▸ ACTIVITY LIST
1 - Answer these from the Alliance Boots article:
(a) By what percentage did Alliance Boots' underlying annual profit rise?
(b) Which rival did KKR defeat in the battle for Alliance Boots?
(c) How many distribution centers does Alliance Boots operate across Europe?
2 - Reproduce the Alliance Boots article word for word from "Underlying trading profit" to "by the company.".

▸ TEXT SECTION
★ ★ ★
Alliance Boots Plc, Britain's biggest pharmacy chain, reported a 7.4 percent rise in its underlying annual profit on Wednesday and said it expected its good trading performance to continue in the current year.
Underlying trading profit rose to 641 million pounds ($1.3 billion) on a pro forma basis for the year to end-March, compared with an analyst forecast range of 615 million to 640 million provided by the company.
Alliance Boots, created from the merger of drug store chain Boots and drugs wholesaler Alliance Unichem in July 2006, agreed last month to a take-over by private equity firm Kohlberg Kravis Roberts and its deputy chairman and biggest shareholder Stefano Pessina in an 11.1 billion-pound deal.
"We have delivered a strong financial performance while executing one of the biggest mergers undertaken in the UK," Chief Executive Richard Baker said in the results statement.
"Across the group we have seen the positive impact of our pre-merger planning, our new working relationships and our dedicated people all contributing to the good results," he added. KKR defeated rival Terra Firma in the battle for Alliance Boots with a 1,139 pence per share bid to set up the first private equity take-over of a FTSE 100 company and Europe's biggest leveraged buyout.
Alliance Boots has around 3,000 retail outlets, including some 2,600 UK pharmacies, health and beauty stores and optician practices, as well as operating 380 distribution centres across Europe.
The company said it had made good progress in delivering more than 20 million pounds in merger cost savings and said it was on track to acheive annual pretax cost savings of at least 100 million pounds in the fourth full year after completion.
CEO Baker told a conference call the take-over was expected to be completed "some time in July". The company said that UK like-for-like revenue increased by 2.9 percent in the year, and Baker told reporters that "remains a pretty steady position where we are today".
★ ★ ★
▸ INFORMATION PROVIDED
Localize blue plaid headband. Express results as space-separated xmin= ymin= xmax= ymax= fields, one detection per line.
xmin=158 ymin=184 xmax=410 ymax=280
★ ★ ★
▸ TASK-BY-TASK OUTPUTS
1 -
(a) 7.4 percent
(b) Terra Firma
(c) 380

2 -
Underlying trading profit rose to 641 million pounds ($1.3 billion) on a pro forma basis for the year to end-March, compared with an analyst forecast range of 615 million to 640 million provided by the company.